Document:

Most of the candidates public-sector unions spent time and money supporting this fall were defeated, prompting leaders to question the effectiveness of endorsing any candidates at all.

After receiving a drubbing in this fall's elections, some union officials want to rethink the labor movement's approach to politics.

Having long tied their fortunes to Democrats -- and having seen Democrats beaten badly, particularly at the state level -- at least some union leaders are thinking about returning to the basics of providing professional services to members and emphasizing issues, rather than candidates.

"Unions have to be aggressively pushing for the issues we really believe in," said Gabe Morgan, a Service Employees International Union state director in Pennsylvania, referring to the success of minimum wage increases on several state ballots.

Noting that his union helped unseat Republican Gov. Tom Corbett, Morgan said, "If we would have relied on the Democratic Party to take a real position on so many issues important to where Americans are, we would have lost here, too."

The Pennsylvania governor's race was a rare bright spot for unions and the Democrats. Unions failed to take out targets such as Scott Walker, Sam Brownback and Rick Snyder, the Republican governors of Wisconsin, Kansas and Michigan, respectively.

"Half the states have complete Republican control," said Mike Petrilli, president of the Fordham Institute, a conservative education think tank. "That should scare the hell out of the unions. In most places, they haven't invested in those relationships."

Unions suffered losses at all levels of government. Only three of the 14 Senate candidates endorsed by the American Federation of Government Employees ended up winning. In San Jose, Calif., the mayoral election turned into a referendum on pension cuts, with the candidate backed by the police union coming up short.

Labor didn't lose everywhere. Unions helped turn back a well-financed proposal in Phoenix that threatened pensions for municipal employees. In Missouri, a ballot measure that would have mandated the use of standardized tests in teacher evaluations also lost.

But unions will have less impact now in states where issues such as pension cuts and charter school and voucher expansions are expected to be a prominent part of the debate next year.

Bill Raabe, a former top National Education Association official, worries that in response unions will "double down" on old strategies, only being "good at saying 'no' to change.

"For too long, unions (school employee unions, too) have relied on past successful strategies to deal with their current realities and their hoped-for futures," Raabe wrote in a post on the Education Intelligence Agency blog. "It is time for them to rethink how they operate."

They are having to navigate difficult terrain. Not only are many Republicans hostile to them, but Democrats have been unreliable friends in many cases when it comes to issues such as pensions and so-called education reform proposals.

"That's the real political challenge for labor going forward," said Jake Rosenfeld, author of the recent book What Unions No Longer Do. "Do they expend resources backing fair weather friends who express support at election time, and turn against them when it's time to make policy?"

Labor doesn't have much power at election time anyway, since the percentage of households with union members has long been in steep decline. Last year, 11 percent of workers in the U.S. belonged to unions -- less than half the share 30 years earlier.



Public-sector unions have held steady -- 35 percent of government workers belong to unions -- but are clearly under attack now.

"Labor's ability to turn people out and get members to vote was always stronger among private-sector members," said Rosenfeld, who teaches sociology at the University of Washington. "In the public sector, that kind of mobilizing ability was not that large."

What public-sector unions can do is provide money to candidates. Unions devoted $116 million to politics during this last election cycle, according to the Center for Responsive Politics. But that meant they were still outspent by 10-to-1 by business groups and made up a small fraction of the estimated $6 billion spent on congressional and state races this year.

"With all the new sources of money available to candidates, their comparative advantage has just been diluted," Rosenfeld said.

He agrees with Morgan, the SEIU official, that unions can enjoy success building alliances that help promote causes such as minimum wage increases. But those campaigns, however successful, typically don't directly address labor's central problem.

Labor's declining membership -- along with open attacks on collective bargaining and other labor rights launched by some Republicans -- makes it difficult for unions to maintain their traditional clout.

"The currency of politics is that you can win elections," said Petrilli, the think tank president. "'If you cross the unions, you'll lose your job' -- that's a powerful message and they've been able to use that for decades, but they're losing that."

Dataset content:

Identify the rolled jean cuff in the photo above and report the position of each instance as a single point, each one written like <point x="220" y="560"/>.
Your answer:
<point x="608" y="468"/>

Tasks to carry out:
1. Summarize the article on union election losses in two sentences.
2. Reproduce the union article word for word from "Bill Raabe, a" to "education reform proposals.".
3. Using the union article, decide whether each statement agrees with it, and answer yes or no with the deciding words quoted: (a) Most of the Senate candidates endorsed by the American Federation of Government Employees lost. (b) Unions spent more on politics this cycle than business groups did. (c) About a third of government workers belong to unions.

Task answers:
1. After most union-backed candidates were defeated this fall, some union leaders want to rethink labor's approach to politics by focusing on issues and professional services to members rather than on candidates. Declining membership, Republican hostility, Democrats who have been unreliable friends, and being outspent by business groups make it hard for unions to keep their traditional clout.

2.
Bill Raabe, a former top National Education Association official, worries that in response unions will "double down" on old strategies, only being "good at saying 'no' to change.

"For too long, unions (school employee unions, too) have relied on past successful strategies to deal with their current realities and their hoped-for futures," Raabe wrote in a post on the Education Intelligence Agency blog. "It is time for them to rethink how they operate."

They are having to navigate difficult terrain. Not only are many Republicans hostile to them, but Democrats have been unreliable friends in many cases when it comes to issues such as pensions and so-called education reform proposals.

3.
(a) Yes: "Only three of the 14 Senate candidates endorsed by the American Federation of Government Employees ended up winning."
(b) No: "they were still outspent by 10-to-1 by business groups"
(c) Yes: "35 percent of government workers belong to unions"